-------- 데이터 내용

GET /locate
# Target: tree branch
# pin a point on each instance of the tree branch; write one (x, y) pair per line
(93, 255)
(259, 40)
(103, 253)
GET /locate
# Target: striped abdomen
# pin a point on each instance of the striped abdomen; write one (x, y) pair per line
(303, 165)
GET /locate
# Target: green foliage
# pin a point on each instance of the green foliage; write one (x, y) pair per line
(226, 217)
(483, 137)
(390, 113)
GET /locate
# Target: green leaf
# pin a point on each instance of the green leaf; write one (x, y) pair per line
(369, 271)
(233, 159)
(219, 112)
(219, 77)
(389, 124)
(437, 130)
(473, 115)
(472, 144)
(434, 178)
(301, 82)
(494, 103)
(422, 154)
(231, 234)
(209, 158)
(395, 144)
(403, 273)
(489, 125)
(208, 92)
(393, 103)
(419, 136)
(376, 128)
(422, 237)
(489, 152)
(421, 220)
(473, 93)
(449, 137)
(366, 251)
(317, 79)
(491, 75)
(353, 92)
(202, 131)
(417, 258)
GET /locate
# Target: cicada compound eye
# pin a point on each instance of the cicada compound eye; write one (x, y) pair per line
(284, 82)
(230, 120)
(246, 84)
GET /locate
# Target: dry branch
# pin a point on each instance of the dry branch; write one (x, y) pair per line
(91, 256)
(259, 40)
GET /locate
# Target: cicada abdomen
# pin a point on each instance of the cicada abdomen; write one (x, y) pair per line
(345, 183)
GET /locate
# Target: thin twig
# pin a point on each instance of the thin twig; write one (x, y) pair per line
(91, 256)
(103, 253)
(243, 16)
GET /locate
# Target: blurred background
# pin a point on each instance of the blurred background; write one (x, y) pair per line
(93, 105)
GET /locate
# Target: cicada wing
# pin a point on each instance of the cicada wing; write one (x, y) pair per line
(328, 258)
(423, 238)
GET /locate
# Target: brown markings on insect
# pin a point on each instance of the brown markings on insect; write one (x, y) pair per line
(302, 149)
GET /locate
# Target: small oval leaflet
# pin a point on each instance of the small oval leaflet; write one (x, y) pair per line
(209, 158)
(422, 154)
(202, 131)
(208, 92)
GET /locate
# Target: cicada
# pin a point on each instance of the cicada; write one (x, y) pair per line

----------------

- **과제 세부 사항**
위 기록에서 "background"라는 문자열이 들어 있는 줄이 모두 몇 개인지 세어 숫자만 적으십시오. 대소문자는 구분합니다.

- **과제 결과**
2